[ACTIVITY]
Leaving out every line that comes before the one containing "Target: balcony railing", output the rest of the records exactly, the final line included.

RECORDED DATA START

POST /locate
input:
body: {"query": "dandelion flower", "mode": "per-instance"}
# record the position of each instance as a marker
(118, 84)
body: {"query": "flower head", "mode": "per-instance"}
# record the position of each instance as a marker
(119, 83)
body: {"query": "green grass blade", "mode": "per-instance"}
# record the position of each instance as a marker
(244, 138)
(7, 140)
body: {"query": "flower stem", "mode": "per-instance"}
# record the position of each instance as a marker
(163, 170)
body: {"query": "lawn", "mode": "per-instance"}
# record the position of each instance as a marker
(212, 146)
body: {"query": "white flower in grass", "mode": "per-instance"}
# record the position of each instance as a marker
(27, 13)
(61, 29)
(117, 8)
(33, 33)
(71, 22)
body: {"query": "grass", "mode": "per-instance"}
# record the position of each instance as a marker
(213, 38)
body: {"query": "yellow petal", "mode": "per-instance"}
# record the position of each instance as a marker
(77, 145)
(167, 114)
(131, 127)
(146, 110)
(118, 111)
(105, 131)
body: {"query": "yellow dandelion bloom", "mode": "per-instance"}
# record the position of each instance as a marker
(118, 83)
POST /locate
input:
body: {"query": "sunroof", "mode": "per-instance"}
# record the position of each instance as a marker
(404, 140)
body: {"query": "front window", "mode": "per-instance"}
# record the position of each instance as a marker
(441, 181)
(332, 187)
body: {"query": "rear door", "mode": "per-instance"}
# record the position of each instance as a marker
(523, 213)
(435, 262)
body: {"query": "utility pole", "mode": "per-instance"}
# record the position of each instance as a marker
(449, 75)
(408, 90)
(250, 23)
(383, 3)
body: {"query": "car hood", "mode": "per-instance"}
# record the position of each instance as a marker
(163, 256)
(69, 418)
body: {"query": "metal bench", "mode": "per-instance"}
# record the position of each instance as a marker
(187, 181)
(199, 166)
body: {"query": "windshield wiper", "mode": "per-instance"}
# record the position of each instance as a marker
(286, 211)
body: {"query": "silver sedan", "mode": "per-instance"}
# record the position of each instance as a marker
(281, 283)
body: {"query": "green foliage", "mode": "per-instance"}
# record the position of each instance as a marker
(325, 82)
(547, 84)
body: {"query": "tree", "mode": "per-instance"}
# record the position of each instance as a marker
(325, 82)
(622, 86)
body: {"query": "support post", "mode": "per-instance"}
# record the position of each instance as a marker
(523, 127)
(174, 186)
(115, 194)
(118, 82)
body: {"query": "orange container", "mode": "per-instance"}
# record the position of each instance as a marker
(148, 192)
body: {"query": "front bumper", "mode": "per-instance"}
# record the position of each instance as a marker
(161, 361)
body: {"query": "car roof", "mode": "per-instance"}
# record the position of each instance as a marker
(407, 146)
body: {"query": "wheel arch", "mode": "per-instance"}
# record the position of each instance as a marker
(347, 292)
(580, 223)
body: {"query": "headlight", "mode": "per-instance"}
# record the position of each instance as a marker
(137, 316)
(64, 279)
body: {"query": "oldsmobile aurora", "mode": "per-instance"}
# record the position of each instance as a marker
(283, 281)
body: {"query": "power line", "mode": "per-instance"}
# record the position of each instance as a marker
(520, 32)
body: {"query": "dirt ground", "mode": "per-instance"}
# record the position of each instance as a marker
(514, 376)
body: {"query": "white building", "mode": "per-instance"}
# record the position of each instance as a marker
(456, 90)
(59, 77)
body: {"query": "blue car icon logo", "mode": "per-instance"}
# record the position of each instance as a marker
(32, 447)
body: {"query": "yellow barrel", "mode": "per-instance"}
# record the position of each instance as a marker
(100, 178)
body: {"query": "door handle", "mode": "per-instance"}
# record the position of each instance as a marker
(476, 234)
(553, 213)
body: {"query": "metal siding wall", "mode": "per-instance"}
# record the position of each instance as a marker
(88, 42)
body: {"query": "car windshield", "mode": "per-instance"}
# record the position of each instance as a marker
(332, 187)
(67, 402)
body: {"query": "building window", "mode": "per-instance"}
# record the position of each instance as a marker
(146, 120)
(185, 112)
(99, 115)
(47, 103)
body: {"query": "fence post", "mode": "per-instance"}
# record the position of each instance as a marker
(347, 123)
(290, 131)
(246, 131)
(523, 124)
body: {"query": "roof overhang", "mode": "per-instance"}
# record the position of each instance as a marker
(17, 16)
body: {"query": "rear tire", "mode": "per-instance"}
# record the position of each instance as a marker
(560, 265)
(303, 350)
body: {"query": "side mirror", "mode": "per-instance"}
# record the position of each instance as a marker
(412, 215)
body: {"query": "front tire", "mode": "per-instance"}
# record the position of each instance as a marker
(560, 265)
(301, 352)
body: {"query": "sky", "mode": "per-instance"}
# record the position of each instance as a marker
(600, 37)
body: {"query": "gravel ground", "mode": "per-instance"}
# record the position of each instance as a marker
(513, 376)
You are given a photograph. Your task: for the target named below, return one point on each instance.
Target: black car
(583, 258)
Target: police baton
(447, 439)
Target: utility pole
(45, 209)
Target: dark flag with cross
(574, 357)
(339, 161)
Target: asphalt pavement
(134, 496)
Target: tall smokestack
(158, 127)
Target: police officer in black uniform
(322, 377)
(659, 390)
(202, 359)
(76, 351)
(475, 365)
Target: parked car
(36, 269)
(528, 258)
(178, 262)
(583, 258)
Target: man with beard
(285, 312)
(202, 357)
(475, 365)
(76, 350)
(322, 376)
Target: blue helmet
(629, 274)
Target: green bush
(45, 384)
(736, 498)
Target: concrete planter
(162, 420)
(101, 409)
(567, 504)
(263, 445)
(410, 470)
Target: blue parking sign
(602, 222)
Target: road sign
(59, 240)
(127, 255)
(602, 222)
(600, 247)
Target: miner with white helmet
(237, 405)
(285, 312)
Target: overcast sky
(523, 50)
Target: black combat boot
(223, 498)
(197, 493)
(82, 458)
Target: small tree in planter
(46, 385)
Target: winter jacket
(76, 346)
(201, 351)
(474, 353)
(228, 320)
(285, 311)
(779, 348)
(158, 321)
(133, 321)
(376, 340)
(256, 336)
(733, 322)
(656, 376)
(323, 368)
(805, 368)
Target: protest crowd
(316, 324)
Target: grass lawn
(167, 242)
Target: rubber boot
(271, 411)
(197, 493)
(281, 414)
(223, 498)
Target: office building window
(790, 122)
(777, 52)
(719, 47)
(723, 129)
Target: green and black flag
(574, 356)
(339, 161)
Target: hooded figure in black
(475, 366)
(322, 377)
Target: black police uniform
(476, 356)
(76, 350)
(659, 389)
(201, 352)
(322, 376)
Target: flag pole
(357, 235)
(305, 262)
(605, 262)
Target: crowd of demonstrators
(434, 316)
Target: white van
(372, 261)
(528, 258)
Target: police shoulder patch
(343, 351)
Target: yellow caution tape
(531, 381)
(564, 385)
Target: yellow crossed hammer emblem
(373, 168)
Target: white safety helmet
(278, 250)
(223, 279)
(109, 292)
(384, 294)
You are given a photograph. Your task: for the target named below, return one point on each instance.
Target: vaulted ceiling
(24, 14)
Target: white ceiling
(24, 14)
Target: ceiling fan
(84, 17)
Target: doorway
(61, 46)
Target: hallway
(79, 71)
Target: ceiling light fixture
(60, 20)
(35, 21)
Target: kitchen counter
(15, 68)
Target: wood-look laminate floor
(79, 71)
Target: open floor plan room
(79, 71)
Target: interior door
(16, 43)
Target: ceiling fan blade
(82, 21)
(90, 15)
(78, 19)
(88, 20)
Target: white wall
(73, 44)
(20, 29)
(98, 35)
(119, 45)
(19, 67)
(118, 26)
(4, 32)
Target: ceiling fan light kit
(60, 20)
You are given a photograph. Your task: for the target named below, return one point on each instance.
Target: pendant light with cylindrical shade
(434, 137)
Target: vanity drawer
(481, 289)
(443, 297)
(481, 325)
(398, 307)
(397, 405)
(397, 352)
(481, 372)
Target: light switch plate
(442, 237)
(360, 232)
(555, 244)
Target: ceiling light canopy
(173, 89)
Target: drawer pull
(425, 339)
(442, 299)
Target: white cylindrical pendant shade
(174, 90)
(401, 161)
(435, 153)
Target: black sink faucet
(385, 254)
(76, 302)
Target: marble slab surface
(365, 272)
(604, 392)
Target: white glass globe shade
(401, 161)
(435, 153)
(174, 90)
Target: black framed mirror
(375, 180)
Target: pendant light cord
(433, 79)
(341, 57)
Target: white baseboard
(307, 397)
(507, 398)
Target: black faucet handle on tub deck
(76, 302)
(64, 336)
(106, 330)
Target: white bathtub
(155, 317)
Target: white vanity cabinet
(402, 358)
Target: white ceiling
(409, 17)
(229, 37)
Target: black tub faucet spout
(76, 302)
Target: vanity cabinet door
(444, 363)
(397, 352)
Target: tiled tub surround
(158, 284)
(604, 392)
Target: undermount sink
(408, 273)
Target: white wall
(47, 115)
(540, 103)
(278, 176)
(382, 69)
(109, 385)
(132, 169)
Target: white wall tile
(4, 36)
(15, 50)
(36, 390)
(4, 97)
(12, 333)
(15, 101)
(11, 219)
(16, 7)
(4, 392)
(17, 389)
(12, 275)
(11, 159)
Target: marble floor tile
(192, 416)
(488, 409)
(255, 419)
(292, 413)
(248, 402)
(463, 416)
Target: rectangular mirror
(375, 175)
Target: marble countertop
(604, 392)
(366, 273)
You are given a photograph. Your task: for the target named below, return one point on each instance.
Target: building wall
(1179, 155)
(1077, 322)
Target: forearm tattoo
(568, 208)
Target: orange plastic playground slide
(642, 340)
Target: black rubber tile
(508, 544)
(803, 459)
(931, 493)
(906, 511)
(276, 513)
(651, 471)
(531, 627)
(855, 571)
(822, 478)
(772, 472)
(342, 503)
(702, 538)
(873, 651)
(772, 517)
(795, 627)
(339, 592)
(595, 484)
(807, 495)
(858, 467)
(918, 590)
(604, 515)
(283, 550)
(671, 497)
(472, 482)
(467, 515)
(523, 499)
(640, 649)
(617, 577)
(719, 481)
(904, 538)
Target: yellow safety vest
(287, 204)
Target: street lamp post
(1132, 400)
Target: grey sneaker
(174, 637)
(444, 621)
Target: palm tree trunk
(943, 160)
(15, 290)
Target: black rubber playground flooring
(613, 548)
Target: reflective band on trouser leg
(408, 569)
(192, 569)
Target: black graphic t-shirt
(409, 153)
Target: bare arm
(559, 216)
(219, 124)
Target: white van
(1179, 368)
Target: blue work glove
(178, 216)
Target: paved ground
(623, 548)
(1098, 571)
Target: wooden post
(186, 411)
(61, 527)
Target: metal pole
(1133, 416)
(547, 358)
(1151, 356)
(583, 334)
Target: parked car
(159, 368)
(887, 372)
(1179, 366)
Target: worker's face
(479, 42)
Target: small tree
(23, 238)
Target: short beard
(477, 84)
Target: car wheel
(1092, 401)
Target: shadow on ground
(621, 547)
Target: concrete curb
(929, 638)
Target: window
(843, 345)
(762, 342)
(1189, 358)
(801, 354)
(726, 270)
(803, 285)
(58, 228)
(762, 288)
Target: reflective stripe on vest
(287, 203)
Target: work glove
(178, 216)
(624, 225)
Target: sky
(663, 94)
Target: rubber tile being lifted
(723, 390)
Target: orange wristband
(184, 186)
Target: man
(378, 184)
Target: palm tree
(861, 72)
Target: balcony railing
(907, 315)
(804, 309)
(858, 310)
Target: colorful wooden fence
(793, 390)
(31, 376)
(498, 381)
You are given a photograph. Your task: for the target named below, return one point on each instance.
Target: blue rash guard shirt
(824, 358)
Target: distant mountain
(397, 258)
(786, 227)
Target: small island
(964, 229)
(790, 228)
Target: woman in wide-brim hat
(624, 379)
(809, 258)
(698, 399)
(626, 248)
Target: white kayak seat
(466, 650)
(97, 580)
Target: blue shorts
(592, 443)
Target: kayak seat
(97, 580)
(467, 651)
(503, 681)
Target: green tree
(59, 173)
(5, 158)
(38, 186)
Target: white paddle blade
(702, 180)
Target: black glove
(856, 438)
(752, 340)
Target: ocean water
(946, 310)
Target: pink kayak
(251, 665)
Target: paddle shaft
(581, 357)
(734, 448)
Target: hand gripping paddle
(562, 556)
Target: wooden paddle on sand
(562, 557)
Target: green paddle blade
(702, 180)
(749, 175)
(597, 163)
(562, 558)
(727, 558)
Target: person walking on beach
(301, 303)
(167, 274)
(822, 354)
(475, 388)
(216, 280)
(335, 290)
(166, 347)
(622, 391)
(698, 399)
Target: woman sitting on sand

RECORDED DATA END

[RESPONSE AREA]
Target: balcony railing
(907, 315)
(804, 309)
(858, 310)
Target: colorful wooden fence
(793, 390)
(31, 376)
(498, 381)
You are given a photograph. Your task: for the target named below, return one point on each instance.
Target: blue rash guard shirt
(824, 358)
Target: distant mountain
(397, 258)
(786, 227)
Target: small island
(964, 229)
(790, 228)
Target: woman in wide-brim hat
(624, 379)
(809, 258)
(698, 399)
(626, 248)
Target: white kayak seat
(466, 650)
(97, 580)
Target: blue shorts
(592, 443)
Target: kayak seat
(97, 580)
(467, 651)
(503, 681)
Target: green tree
(59, 173)
(5, 158)
(38, 186)
Target: white paddle blade
(702, 180)
Target: black glove
(856, 438)
(752, 340)
Target: ocean water
(946, 310)
Target: pink kayak
(251, 665)
Target: paddle shaft
(581, 357)
(734, 448)
Target: hand gripping paddle
(562, 556)
Target: wooden paddle on sand
(562, 557)
Target: green paddle blade
(702, 180)
(749, 175)
(597, 163)
(562, 558)
(727, 558)
Target: person walking on beach
(301, 303)
(167, 274)
(822, 354)
(475, 388)
(216, 280)
(335, 290)
(166, 347)
(622, 391)
(698, 399)
Target: woman sitting on sand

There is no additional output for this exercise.